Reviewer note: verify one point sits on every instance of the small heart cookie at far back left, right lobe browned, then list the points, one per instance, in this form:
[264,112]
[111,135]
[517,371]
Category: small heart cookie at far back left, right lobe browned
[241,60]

------------------------------------

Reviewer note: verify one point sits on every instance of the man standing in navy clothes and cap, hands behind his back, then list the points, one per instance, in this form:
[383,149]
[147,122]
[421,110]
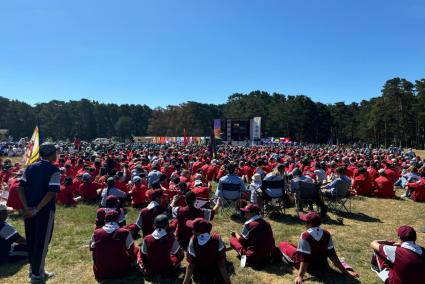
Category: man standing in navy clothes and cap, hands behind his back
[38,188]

------------------------------------

WHAT IS NEEDED:
The answer must consist of every line above that holds the string "sits", copied exactly.

WRITTEN REPLY:
Reviewer note: verify one point sits on every instance of the small heart cookie at far back left, right lobe browned, then list the points, one per instance, in this form:
Reviewer note: verify one point sits on every instance of the man standing in navy clothes and cap, hands behind his back, then list the points, one per instance, in this form:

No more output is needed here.